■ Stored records
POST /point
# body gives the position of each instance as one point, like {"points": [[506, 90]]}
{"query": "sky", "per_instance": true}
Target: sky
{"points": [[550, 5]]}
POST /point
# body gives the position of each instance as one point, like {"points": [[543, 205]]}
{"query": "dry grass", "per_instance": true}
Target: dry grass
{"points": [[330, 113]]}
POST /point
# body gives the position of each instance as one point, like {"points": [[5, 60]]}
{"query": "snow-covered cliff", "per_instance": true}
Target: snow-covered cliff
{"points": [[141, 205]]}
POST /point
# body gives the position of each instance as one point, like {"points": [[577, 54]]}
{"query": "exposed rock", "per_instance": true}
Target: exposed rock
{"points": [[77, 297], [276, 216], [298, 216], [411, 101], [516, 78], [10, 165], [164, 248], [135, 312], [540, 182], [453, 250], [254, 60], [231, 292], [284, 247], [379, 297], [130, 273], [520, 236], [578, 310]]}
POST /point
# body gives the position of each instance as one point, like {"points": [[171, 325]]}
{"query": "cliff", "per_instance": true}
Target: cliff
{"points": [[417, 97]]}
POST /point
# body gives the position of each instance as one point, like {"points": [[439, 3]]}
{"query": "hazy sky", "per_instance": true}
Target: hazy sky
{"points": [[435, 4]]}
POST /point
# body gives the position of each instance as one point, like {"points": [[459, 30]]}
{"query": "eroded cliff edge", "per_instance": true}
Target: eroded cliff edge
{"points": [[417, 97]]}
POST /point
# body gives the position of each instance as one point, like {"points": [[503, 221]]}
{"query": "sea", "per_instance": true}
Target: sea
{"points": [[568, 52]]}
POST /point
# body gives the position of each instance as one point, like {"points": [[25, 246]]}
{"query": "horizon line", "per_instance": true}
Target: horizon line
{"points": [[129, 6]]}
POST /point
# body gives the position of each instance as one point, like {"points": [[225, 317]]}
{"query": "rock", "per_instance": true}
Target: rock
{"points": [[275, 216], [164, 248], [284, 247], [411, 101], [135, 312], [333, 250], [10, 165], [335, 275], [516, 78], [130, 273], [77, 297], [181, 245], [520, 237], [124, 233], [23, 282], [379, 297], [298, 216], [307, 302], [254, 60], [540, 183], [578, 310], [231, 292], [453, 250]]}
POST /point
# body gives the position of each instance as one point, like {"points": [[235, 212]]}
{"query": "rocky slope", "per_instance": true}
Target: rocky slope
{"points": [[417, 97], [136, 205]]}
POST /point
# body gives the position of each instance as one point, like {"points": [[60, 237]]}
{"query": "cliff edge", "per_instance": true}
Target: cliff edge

==

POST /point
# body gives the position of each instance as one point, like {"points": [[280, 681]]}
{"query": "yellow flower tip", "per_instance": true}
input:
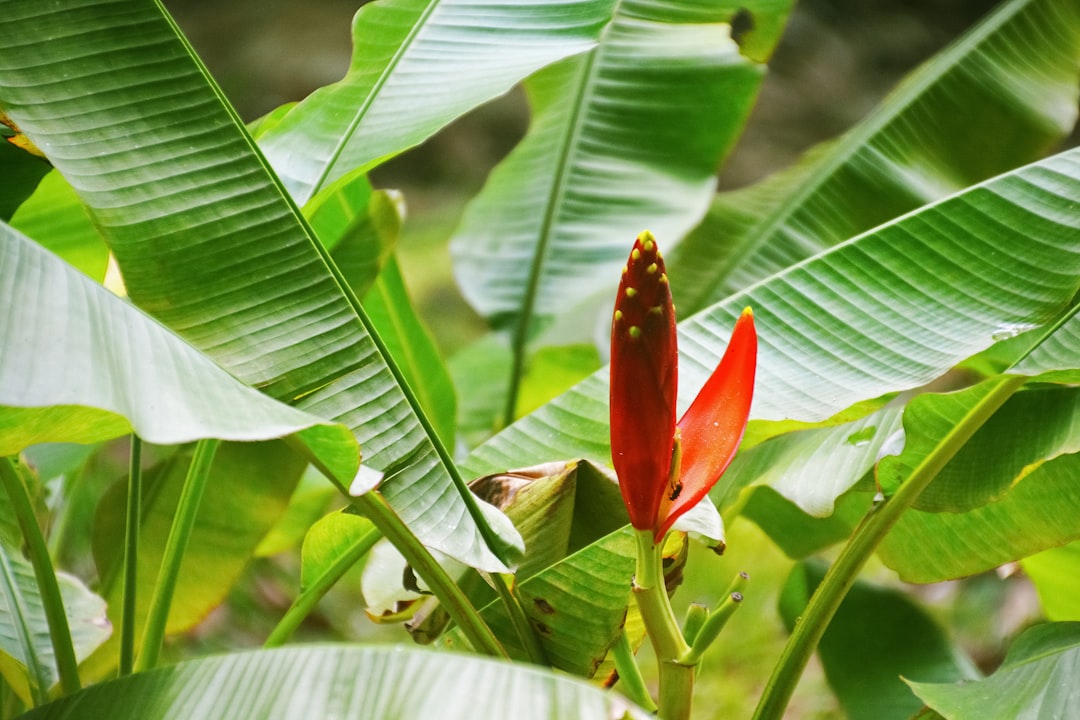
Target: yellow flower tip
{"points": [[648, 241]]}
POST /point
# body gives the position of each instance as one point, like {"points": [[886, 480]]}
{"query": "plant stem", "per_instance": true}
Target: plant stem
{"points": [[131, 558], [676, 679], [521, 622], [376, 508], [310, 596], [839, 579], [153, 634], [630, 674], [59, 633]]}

---

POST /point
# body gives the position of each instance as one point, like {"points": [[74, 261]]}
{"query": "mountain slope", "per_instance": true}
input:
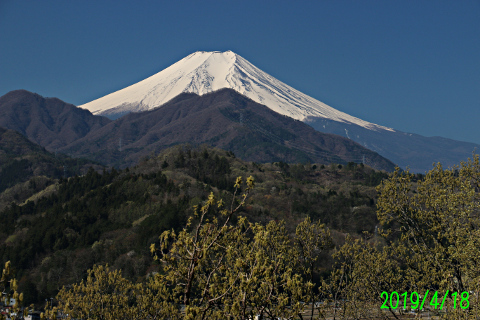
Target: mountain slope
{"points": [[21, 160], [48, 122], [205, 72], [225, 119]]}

■ WHAT IS NEEDED
Gather every line of the material above that contains the string "plant".

■ CORRECT RESULT
{"query": "plant stem", "per_instance": true}
Target: plant stem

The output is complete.